2010–2019
「わたしのもとにきなさい」
2013年4月


「わたしのもとにきなさい」

キリストは御言葉と模範によって,主に近づく方法を示してくださいました。

末日聖徒イエス・キリスト教会のこの大会に皆さんとともに集えたことに感謝しています。これはイエス・キリストの教会です。わたしたちは主の王国に入るときに,イエス・キリストの御名を受けます。イエス・キリストは神であり,創造主であり,完全な御方です。わたしたちは死と罪に支配される死すべき存在です。それでも,主はわたしたちと家族を愛してくださり,みもとに近づくように招いておられます。主はこう述べておられます。「わたしに近づきなさい。そうすれば,わたしはあなたがたに近づこう。熱心にわたしを求めなさい。そうすれば,あなたがたはわたしを見いだすであろう。求めなさい。そうすれば,与えられるであろう。たたきなさい。そうすれば,開かれるであろう。」1

この復活祭の時期に,わたしたちは,なぜ主を愛しているのか,また主の忠実な弟子は主から愛される主の友になるという主の約束を思い出します。救い主はその約束の後で,主に仕えるときに主はどのようにわたしたちのもとに来るかを告げられました。その一例が,オリバー・カウドリがモルモン書の翻訳で預言者ジョセフ・スミスとともに主に仕えたときに与えられた啓示の中にあります。「見よ,あなたはオリバーであり,わたしがあなたに語ったのは,あなたが望んだからである。それゆえ,これらの言葉をあなたの心の中に大切に蓄えておきなさい。神の戒めを忠実かつ熱心に守りなさい。そうすれば,わたしはあなたをわたしの愛の腕の中に抱くであろう。」2

わたしは戒めに従うという単純な行為によって自分が救い主に近づき,救い主がわたしに近づいてくださるという喜びを実にしばしば経験しました。

皆さんもそのような経験をしてきました。それは聖餐会に出席するという選びをしたときであったかもしれません。わたしは幼いとき,ある安息日にそれを経験しました。当時わたしたちは夕方の集会で聖餐を受けました。家族や聖徒たちとともに集まるようにという戒めを守った65年以上前のある日の記憶が,今もわたしを救い主に近づけています。

外はすでに暗く,寒くなっていました。その夕べに両親とともに礼拝堂で光と温かさを感じたのを覚えています。わたしたちはアロン神権者によって執行された聖餐を受けて,いつも御子を覚え,戒めを守ると天の御父と聖約を交わしました。

集会の最後に,わたしたちは賛美歌「主よ,われと共に」を歌いました。その中に,次のような言葉があります。「おお,とどまりたまえ われのもとに。」3

わたしはその夕べに,救い主がわたしを愛し,身近にいてくださるのを感じました。そして,聖霊の慰めを感じました。

わたしは幼いときにその聖餐会で感じた救い主の愛と,身近にいてくださるという感じをもう一度味わいたいと思いました。そこで最近,もう一つの戒めを実行しました。聖文を調べたのです。わたしは聖文を通して,聖霊がその気持ちを再び感じさせてくださると知りました。主の二人の弟子は,自分たちのもとにとどまってくださるように復活された主を家に招き,主がその招きを受け入れてくださったときに,その気持ちを味わいました。

問題 A> 本文の「末日聖徒イエス・キリスト教会」から下の「しを救い主に近づけています。」までを、一字も変えずにすべて書き写してください。
問題 B> 本文で、集会の最後に歌われた賛美歌は何ですか。
記録は本文とは別の出典から取ったものです。

(バウンディングボックスデータの抜粋)
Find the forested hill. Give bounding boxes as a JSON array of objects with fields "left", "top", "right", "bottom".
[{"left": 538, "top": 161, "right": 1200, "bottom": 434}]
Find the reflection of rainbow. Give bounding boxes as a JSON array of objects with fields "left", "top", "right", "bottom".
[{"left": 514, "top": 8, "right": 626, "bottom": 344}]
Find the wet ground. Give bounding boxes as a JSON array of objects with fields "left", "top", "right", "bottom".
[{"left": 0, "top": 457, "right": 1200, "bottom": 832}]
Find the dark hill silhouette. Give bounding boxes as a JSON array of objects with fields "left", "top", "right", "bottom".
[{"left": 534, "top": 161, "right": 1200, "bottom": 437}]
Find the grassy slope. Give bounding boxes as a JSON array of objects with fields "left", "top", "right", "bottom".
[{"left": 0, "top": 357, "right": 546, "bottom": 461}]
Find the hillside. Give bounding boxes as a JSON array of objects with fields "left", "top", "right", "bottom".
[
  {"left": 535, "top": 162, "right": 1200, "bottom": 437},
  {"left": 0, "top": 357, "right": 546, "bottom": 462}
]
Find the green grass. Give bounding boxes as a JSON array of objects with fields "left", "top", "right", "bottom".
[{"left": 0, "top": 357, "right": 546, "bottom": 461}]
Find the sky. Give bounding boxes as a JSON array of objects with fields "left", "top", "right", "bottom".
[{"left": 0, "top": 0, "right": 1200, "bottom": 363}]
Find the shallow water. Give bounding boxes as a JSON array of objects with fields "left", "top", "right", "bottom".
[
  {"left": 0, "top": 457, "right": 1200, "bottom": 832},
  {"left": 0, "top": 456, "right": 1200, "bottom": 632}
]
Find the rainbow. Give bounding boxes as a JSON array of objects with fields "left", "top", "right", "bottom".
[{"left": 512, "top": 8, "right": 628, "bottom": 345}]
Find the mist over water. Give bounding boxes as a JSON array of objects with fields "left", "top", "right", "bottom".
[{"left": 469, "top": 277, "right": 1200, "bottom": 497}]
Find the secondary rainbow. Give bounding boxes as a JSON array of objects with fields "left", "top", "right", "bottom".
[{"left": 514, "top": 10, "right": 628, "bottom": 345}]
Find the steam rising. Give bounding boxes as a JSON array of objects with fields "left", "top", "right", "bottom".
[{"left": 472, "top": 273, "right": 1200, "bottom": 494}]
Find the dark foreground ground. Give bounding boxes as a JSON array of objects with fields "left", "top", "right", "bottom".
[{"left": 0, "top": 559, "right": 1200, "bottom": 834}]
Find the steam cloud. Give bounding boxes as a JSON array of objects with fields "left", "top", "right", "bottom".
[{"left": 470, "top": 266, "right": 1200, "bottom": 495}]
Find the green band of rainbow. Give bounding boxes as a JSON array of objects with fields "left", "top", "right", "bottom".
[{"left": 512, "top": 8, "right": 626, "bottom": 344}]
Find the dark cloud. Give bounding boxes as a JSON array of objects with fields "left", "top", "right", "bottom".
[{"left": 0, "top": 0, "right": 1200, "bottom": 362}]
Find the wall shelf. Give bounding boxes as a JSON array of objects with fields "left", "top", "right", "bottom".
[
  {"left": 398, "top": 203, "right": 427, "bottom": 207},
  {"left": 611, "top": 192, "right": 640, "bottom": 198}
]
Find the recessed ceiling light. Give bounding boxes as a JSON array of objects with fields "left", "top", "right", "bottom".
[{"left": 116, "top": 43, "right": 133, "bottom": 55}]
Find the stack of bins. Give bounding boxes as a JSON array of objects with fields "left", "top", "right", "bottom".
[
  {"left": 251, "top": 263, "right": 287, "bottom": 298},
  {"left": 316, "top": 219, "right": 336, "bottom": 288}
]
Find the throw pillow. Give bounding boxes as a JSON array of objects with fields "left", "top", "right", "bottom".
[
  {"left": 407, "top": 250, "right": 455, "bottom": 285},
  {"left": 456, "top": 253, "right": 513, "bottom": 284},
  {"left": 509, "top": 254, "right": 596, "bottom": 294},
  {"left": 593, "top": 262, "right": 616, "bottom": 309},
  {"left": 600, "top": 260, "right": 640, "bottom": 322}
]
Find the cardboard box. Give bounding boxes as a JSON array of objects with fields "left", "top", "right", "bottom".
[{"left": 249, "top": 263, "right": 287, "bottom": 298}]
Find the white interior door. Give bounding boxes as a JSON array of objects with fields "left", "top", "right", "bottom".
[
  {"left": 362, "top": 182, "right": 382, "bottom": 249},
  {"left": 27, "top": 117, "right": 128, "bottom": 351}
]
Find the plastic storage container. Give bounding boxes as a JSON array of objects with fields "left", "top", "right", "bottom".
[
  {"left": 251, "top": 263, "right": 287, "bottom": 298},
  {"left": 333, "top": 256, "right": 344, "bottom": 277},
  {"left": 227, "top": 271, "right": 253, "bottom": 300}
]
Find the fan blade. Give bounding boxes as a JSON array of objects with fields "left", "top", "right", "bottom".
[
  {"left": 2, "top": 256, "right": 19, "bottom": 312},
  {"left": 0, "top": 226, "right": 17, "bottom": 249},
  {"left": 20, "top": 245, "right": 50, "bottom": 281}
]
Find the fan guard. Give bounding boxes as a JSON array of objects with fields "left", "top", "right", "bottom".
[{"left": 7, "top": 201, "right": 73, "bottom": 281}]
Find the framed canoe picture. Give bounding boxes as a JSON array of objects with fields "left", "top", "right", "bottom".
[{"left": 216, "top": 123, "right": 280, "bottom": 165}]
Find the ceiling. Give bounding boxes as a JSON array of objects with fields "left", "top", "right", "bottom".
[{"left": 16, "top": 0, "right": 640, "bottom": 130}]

解答 A>
末日聖徒イエス・キリスト教会のこの大会に皆さんとともに集えたことに感謝しています。これはイエス・キリストの教会です。わたしたちは主の王国に入るときに,イエス・キリストの御名を受けます。イエス・キリストは神であり,創造主であり,完全な御方です。わたしたちは死と罪に支配される死すべき存在です。それでも,主はわたしたちと家族を愛してくださり,みもとに近づくように招いておられます。主はこう述べておられます。「わたしに近づきなさい。そうすれば,わたしはあなたがたに近づこう。熱心にわたしを求めなさい。そうすれば,あなたがたはわたしを見いだすであろう。求めなさい。そうすれば,与えられるであろう。たたきなさい。そうすれば,開かれるであろう。」1

この復活祭の時期に,わたしたちは,なぜ主を愛しているのか,また主の忠実な弟子は主から愛される主の友になるという主の約束を思い出します。救い主はその約束の後で,主に仕えるときに主はどのようにわたしたちのもとに来るかを告げられました。その一例が,オリバー・カウドリがモルモン書の翻訳で預言者ジョセフ・スミスとともに主に仕えたときに与えられた啓示の中にあります。「見よ,あなたはオリバーであり,わたしがあなたに語ったのは,あなたが望んだからである。それゆえ,これらの言葉をあなたの心の中に大切に蓄えておきなさい。神の戒めを忠実かつ熱心に守りなさい。そうすれば,わたしはあなたをわたしの愛の腕の中に抱くであろう。」2

わたしは戒めに従うという単純な行為によって自分が救い主に近づき,救い主がわたしに近づいてくださるという喜びを実にしばしば経験しました。

皆さんもそのような経験をしてきました。それは聖餐会に出席するという選びをしたときであったかもしれません。わたしは幼いとき,ある安息日にそれを経験しました。当時わたしたちは夕方の集会で聖餐を受けました。家族や聖徒たちとともに集まるようにという戒めを守った65年以上前のある日の記憶が,今もわたしを救い主に近づけています。

解答 B> 「主よ,われと共に」です。